-- Begin --

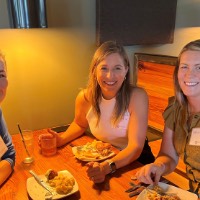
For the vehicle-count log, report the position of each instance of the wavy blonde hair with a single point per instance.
(191, 46)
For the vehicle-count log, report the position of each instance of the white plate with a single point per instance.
(182, 194)
(37, 192)
(89, 159)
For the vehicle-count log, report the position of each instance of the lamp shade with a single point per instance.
(27, 13)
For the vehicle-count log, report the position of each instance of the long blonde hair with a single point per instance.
(191, 46)
(95, 93)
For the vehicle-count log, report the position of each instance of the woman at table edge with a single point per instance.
(7, 159)
(115, 111)
(182, 123)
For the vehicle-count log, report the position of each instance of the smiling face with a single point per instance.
(110, 74)
(3, 80)
(189, 74)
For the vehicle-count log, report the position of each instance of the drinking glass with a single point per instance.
(48, 144)
(27, 151)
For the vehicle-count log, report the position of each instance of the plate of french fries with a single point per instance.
(93, 151)
(62, 184)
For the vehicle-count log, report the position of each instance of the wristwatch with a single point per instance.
(112, 166)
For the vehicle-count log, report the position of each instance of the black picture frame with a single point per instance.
(134, 22)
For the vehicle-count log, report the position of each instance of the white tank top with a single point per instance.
(105, 130)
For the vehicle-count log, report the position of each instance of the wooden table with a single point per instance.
(113, 188)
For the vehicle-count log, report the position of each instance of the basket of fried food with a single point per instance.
(156, 195)
(93, 151)
(62, 182)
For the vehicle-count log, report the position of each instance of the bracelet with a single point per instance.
(112, 166)
(162, 165)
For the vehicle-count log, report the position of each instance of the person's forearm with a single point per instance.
(5, 170)
(126, 156)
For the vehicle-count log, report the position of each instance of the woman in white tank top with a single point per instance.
(113, 109)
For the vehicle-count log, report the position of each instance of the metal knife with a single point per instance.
(40, 181)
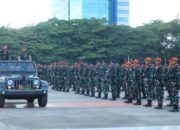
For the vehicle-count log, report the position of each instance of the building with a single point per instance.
(95, 8)
(114, 11)
(122, 14)
(60, 9)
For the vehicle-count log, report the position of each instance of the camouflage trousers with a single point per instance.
(159, 92)
(149, 88)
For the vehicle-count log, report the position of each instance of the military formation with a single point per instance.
(138, 81)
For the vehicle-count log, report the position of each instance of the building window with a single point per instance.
(122, 19)
(123, 3)
(123, 11)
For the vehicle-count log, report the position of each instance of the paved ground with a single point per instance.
(71, 111)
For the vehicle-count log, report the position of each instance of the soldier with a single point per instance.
(137, 79)
(98, 78)
(148, 76)
(105, 80)
(174, 83)
(129, 82)
(158, 83)
(5, 53)
(91, 81)
(113, 80)
(25, 55)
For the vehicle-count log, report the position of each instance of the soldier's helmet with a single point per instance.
(159, 59)
(148, 59)
(136, 61)
(174, 59)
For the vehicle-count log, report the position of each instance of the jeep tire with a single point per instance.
(42, 100)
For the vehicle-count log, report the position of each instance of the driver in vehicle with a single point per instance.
(25, 55)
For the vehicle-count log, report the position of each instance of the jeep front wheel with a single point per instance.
(30, 100)
(2, 101)
(42, 101)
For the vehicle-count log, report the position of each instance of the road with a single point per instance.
(71, 111)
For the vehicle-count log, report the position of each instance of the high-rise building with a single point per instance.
(122, 12)
(95, 8)
(114, 11)
(60, 9)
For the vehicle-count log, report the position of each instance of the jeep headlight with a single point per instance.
(36, 82)
(10, 83)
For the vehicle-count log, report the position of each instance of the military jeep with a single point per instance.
(19, 80)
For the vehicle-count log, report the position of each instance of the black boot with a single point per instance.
(87, 94)
(105, 96)
(113, 98)
(125, 97)
(170, 104)
(149, 104)
(138, 102)
(99, 95)
(129, 100)
(175, 109)
(159, 106)
(92, 94)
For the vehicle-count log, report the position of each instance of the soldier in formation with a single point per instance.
(137, 81)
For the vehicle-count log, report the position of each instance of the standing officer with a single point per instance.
(25, 55)
(148, 75)
(173, 76)
(158, 83)
(5, 53)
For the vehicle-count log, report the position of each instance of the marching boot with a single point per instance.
(87, 94)
(159, 106)
(82, 92)
(175, 109)
(170, 104)
(129, 100)
(138, 102)
(92, 94)
(125, 97)
(113, 98)
(105, 96)
(118, 96)
(99, 95)
(149, 104)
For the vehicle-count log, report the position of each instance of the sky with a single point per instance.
(19, 13)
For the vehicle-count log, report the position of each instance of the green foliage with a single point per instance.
(59, 40)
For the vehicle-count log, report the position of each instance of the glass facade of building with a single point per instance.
(95, 8)
(123, 10)
(114, 11)
(59, 9)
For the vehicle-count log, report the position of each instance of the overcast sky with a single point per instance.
(18, 13)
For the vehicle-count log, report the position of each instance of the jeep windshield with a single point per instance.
(17, 67)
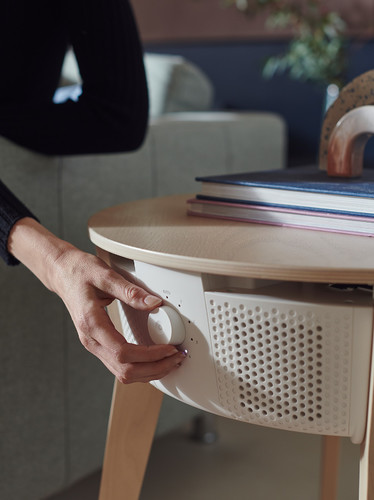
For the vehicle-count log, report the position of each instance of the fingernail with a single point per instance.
(152, 301)
(172, 353)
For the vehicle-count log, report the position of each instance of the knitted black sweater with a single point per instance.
(111, 114)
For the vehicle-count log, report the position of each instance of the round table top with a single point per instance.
(159, 231)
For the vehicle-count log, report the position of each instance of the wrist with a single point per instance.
(38, 249)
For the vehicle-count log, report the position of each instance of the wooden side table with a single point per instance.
(158, 232)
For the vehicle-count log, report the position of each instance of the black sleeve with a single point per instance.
(111, 114)
(11, 210)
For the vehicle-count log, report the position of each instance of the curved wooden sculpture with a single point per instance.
(359, 92)
(347, 143)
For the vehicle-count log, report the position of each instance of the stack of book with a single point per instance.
(303, 197)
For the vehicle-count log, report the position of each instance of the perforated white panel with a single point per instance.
(285, 365)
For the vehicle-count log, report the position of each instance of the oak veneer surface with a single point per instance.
(158, 231)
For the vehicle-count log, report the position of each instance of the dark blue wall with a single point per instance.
(235, 70)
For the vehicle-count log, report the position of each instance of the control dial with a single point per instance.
(165, 326)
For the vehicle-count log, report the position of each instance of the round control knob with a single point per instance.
(165, 326)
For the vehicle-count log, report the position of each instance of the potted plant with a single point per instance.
(317, 50)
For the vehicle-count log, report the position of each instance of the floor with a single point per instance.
(246, 463)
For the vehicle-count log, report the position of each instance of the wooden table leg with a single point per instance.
(132, 423)
(367, 446)
(330, 467)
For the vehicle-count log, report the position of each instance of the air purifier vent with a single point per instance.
(284, 365)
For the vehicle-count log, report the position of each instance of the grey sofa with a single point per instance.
(54, 395)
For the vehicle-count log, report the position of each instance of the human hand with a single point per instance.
(87, 286)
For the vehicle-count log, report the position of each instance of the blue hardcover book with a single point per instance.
(304, 188)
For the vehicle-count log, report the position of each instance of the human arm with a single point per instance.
(87, 285)
(111, 114)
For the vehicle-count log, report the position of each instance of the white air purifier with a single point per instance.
(291, 356)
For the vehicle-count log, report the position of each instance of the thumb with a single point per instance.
(137, 297)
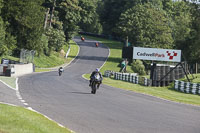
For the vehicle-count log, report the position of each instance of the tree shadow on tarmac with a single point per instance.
(80, 92)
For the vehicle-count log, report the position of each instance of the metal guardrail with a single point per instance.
(187, 87)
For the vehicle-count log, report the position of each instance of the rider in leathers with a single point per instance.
(92, 76)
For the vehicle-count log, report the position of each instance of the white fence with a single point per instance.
(187, 87)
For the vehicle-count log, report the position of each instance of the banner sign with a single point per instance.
(157, 54)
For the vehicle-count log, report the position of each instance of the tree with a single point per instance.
(89, 18)
(69, 14)
(7, 42)
(26, 19)
(146, 26)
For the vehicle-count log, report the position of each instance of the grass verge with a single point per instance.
(9, 81)
(161, 92)
(19, 120)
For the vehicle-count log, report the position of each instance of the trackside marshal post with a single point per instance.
(157, 54)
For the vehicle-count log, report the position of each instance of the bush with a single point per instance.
(138, 67)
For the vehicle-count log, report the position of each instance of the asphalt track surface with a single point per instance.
(67, 100)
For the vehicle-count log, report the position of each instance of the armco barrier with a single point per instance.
(187, 87)
(133, 78)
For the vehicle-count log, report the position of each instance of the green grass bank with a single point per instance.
(20, 120)
(167, 93)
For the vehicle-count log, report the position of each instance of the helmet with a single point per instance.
(97, 69)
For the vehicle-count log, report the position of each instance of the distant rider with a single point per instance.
(92, 76)
(60, 70)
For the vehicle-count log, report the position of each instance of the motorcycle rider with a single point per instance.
(60, 70)
(92, 76)
(82, 38)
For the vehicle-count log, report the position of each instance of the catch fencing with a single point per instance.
(129, 77)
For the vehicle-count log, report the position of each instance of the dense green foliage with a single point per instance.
(146, 26)
(47, 25)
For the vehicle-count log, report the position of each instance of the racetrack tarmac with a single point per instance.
(67, 100)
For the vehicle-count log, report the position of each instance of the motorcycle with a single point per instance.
(95, 83)
(83, 39)
(60, 71)
(97, 44)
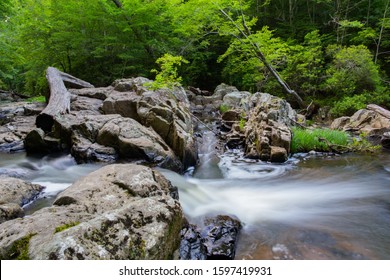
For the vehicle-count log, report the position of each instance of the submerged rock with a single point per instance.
(124, 121)
(217, 239)
(14, 194)
(121, 211)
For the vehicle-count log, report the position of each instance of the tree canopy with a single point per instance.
(335, 52)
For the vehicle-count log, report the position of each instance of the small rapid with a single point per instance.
(328, 207)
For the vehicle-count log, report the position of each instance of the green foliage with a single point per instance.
(168, 76)
(224, 108)
(40, 99)
(311, 140)
(351, 71)
(348, 105)
(324, 62)
(244, 69)
(20, 248)
(242, 124)
(65, 226)
(361, 144)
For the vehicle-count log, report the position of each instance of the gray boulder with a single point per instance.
(265, 131)
(121, 211)
(14, 194)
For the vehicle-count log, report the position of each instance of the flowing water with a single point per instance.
(334, 207)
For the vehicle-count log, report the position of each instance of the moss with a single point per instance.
(65, 226)
(137, 249)
(20, 248)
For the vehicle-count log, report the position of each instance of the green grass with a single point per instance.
(308, 140)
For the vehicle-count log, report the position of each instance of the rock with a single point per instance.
(122, 103)
(33, 109)
(267, 132)
(224, 89)
(121, 211)
(166, 111)
(238, 99)
(372, 122)
(278, 154)
(132, 140)
(96, 93)
(13, 133)
(131, 85)
(191, 245)
(15, 193)
(385, 140)
(216, 239)
(109, 137)
(340, 123)
(91, 105)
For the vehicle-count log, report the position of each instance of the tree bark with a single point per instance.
(59, 100)
(260, 55)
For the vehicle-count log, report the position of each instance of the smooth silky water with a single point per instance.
(335, 207)
(307, 208)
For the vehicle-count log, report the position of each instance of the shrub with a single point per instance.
(305, 140)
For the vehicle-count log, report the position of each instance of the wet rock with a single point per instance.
(15, 193)
(236, 99)
(37, 141)
(340, 123)
(166, 111)
(385, 140)
(121, 211)
(122, 103)
(109, 137)
(91, 105)
(373, 121)
(191, 245)
(96, 93)
(216, 239)
(267, 132)
(13, 133)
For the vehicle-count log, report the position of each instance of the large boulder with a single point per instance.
(14, 194)
(373, 122)
(12, 134)
(109, 137)
(125, 120)
(166, 111)
(264, 128)
(16, 121)
(121, 211)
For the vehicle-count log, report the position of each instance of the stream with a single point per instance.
(311, 207)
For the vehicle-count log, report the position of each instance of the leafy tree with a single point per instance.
(168, 76)
(351, 71)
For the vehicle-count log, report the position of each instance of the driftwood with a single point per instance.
(379, 110)
(59, 100)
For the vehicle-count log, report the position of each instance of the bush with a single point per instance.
(305, 140)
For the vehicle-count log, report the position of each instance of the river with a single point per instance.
(311, 207)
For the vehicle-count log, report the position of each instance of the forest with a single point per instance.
(329, 52)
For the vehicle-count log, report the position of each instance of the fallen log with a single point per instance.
(59, 99)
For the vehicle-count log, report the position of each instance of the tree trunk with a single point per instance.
(59, 100)
(260, 55)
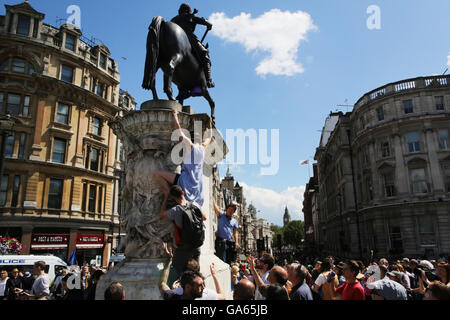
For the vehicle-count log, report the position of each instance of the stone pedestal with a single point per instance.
(146, 135)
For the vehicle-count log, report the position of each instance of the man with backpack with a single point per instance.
(189, 230)
(227, 241)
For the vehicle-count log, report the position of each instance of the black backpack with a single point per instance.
(193, 234)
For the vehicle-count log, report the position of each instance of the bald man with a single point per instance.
(244, 290)
(277, 275)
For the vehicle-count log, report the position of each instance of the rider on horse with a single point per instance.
(188, 21)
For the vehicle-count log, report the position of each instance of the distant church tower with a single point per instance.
(287, 217)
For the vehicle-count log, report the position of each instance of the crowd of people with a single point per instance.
(73, 283)
(326, 279)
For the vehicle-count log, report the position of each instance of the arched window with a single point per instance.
(17, 65)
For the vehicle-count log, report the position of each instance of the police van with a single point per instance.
(53, 265)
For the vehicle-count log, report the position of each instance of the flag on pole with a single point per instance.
(73, 258)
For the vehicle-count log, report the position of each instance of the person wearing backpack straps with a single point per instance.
(189, 229)
(227, 241)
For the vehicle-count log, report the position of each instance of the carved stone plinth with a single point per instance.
(146, 136)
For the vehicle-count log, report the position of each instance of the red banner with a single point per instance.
(49, 241)
(89, 241)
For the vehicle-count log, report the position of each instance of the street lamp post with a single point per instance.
(354, 193)
(6, 125)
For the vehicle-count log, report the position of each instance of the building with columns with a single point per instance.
(286, 217)
(384, 173)
(61, 165)
(251, 228)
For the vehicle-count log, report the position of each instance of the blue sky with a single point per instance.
(341, 58)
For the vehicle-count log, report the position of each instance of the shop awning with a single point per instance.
(90, 241)
(49, 241)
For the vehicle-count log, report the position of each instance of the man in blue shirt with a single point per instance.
(227, 233)
(191, 177)
(297, 275)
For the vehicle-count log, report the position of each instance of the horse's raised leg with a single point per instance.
(168, 76)
(211, 102)
(155, 94)
(168, 86)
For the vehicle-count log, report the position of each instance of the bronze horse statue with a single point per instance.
(168, 48)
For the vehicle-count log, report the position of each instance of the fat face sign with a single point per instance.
(49, 241)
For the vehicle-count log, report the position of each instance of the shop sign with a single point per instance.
(89, 241)
(49, 241)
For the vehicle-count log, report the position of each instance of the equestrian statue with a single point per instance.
(173, 47)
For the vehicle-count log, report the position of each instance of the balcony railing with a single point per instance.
(404, 85)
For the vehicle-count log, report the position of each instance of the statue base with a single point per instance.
(139, 278)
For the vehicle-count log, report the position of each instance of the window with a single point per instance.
(408, 106)
(366, 157)
(22, 144)
(13, 104)
(59, 150)
(19, 65)
(5, 65)
(380, 113)
(418, 180)
(62, 115)
(389, 184)
(99, 204)
(26, 106)
(55, 194)
(363, 121)
(444, 139)
(16, 188)
(11, 21)
(35, 28)
(385, 149)
(31, 69)
(97, 126)
(94, 159)
(447, 177)
(395, 236)
(369, 190)
(103, 61)
(426, 231)
(83, 201)
(99, 90)
(413, 142)
(3, 189)
(439, 103)
(70, 42)
(88, 153)
(23, 25)
(9, 145)
(92, 198)
(67, 73)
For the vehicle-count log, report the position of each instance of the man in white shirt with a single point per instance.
(263, 265)
(3, 280)
(41, 286)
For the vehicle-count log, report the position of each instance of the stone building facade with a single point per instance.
(251, 228)
(391, 154)
(60, 184)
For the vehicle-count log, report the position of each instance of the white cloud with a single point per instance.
(277, 32)
(272, 203)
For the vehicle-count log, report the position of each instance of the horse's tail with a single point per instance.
(151, 60)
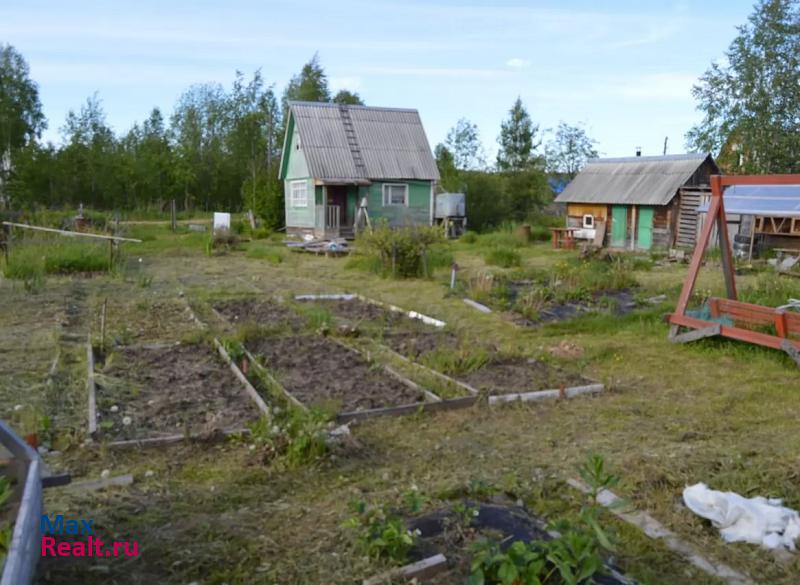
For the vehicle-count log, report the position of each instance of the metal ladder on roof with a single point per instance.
(352, 142)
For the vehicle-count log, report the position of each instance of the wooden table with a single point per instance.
(563, 237)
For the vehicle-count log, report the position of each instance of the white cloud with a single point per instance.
(353, 83)
(517, 63)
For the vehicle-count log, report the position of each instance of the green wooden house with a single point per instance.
(338, 157)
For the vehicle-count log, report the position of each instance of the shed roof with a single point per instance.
(391, 142)
(764, 200)
(638, 180)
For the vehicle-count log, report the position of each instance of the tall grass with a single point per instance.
(35, 259)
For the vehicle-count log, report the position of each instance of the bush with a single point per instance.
(405, 252)
(503, 257)
(469, 238)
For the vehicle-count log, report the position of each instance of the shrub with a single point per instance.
(380, 532)
(503, 257)
(404, 252)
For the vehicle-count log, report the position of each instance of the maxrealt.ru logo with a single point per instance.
(89, 546)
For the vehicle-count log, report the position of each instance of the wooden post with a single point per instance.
(103, 325)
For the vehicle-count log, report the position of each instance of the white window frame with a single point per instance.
(387, 192)
(295, 199)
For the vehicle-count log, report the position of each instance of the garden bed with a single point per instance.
(508, 375)
(414, 345)
(320, 372)
(265, 313)
(454, 531)
(148, 392)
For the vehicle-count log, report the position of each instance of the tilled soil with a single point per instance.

-- End --

SET TASK: From the line holding "wooden post with a single point per instance." through the last line above, reproduce each line exactly and add nothing.

OUTPUT FOR THIS TASK:
For the vehicle-count log, report the position of each instance of the wooden post with a single point per instance.
(103, 325)
For the vehicle-count log, report the position of each instance of the white window frame with a single point per instance.
(387, 192)
(295, 199)
For the vehicle-count log, report the position of each instance of the garden bed with a single point per instance.
(508, 375)
(414, 345)
(320, 372)
(265, 313)
(454, 531)
(148, 392)
For the vehicle-count log, report the position of each instance of the tilled soil with a single point per instance.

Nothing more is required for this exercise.